**** DATA PROVIDED ****
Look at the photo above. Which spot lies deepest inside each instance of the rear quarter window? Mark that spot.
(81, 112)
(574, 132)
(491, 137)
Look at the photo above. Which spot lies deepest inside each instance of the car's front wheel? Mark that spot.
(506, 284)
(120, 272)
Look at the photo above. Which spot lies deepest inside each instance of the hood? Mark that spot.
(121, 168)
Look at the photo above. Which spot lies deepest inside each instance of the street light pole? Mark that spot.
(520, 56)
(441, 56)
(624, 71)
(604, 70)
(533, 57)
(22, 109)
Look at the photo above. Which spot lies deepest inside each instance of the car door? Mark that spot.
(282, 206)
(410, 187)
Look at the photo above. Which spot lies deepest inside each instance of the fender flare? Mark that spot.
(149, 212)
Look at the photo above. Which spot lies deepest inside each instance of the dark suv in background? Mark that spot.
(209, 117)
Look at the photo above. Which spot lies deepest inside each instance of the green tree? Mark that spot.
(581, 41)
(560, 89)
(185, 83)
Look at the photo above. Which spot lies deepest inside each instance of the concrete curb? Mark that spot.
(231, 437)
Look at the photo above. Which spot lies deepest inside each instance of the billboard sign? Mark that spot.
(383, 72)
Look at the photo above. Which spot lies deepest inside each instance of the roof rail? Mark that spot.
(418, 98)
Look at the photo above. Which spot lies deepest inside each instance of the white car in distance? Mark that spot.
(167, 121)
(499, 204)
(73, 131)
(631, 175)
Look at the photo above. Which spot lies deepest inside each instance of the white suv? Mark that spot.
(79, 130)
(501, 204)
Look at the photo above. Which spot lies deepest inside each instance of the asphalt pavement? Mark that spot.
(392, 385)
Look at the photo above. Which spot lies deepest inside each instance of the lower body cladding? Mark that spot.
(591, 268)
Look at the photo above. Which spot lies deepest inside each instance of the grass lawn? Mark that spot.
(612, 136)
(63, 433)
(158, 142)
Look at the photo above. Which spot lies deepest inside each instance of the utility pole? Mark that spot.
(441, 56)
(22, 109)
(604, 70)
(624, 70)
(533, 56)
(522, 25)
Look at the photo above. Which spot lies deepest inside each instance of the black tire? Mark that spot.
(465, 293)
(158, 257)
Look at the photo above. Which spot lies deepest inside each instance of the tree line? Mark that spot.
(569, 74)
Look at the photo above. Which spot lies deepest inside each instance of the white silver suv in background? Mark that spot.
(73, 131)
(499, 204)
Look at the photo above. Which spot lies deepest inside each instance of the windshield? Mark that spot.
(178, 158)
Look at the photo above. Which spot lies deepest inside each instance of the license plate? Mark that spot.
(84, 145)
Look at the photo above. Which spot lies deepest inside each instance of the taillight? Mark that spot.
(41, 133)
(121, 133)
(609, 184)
****
TASK GOAL: Extract every entry in the listing word for word.

FINAL RESULT:
Look at the photo above. Which spot lies deepest inside each instance of the rear quarter window? Mark that spot.
(81, 112)
(574, 132)
(491, 137)
Look at the photo above. Which spot lies deepest inside each instance of the car's front wheel? Mark that spot.
(506, 284)
(120, 272)
Look at the photo above. Which spot lies deepest inside each instance of the hood? Mark that spot.
(121, 168)
Look at the photo above. Which spot lies deepest inside each instance of the street light pole? Mark that spot.
(520, 56)
(441, 56)
(624, 71)
(604, 70)
(533, 57)
(22, 109)
Look at the photo above. Which spot lies deepest inside each instance of the car door? Mark that spot.
(282, 206)
(410, 187)
Look at the photo above. Which spot lies deepest inside each instance of the fender flare? Mark that spot.
(149, 212)
Look at the photo above. Which spot lies deepest inside each instance of the dark suv in background? Mark that spot.
(209, 117)
Look at the photo above. Which spot lies deepest inside each instance of the green tree? Mark that spot.
(581, 41)
(560, 89)
(185, 83)
Look at the photo above. Which spot lies deepest inside each instance of the concrete curb? Mark that spot.
(231, 437)
Look at the photo above. Which spot lies deepest inside each instance of the billboard sign? Mark that spot.
(383, 72)
Look at the photo above. Which spot lies deepest inside each instance of the roof rail? Mark that spot.
(418, 98)
Look at the photo above. Which spot lies deepest inside each instance of the white car in distance? Mark that spot.
(167, 121)
(499, 204)
(73, 131)
(631, 175)
Look at the photo above. Which spot lies deepest inside each instance of the white suv? Mark that spot.
(79, 130)
(501, 204)
Look at the photo above. Which spot lies deepest inside each instance of the asphalt pavement? Mark that spot.
(392, 385)
Look at the photo above. Which spot lies deepest inside each instance of the lower body cladding? Mark that spot.
(591, 268)
Look at the photo above. Which spot lies deepest inside each instance of the grass lawn? Mark that spot.
(612, 136)
(63, 433)
(158, 142)
Look at the photo above. Which spot lies deepest inside each instance of the utility pole? Mark that spot.
(441, 56)
(22, 109)
(604, 70)
(624, 70)
(533, 56)
(522, 25)
Look at the photo above. Which spot lies deepest inside each instance of the black tire? Mark that spot.
(465, 293)
(158, 257)
Look at the photo above. Which spot lies deepest inside each instance of the tree line? Mark that spot.
(569, 74)
Look at the photo above. Which spot lies deepest inside each instance of the white silver suv in background? Mark that spot.
(73, 131)
(499, 204)
Look at the photo above. Which spot lies deepest inside each instance of the windshield? Mark that spot.
(178, 158)
Look at the photo above. Which spot lies deepest inside each instance of the license plate? Mark that spot.
(84, 145)
Look at the photo above. Which spot lies deepest inside each instance of the taillight? Mark that spot.
(41, 133)
(121, 133)
(609, 184)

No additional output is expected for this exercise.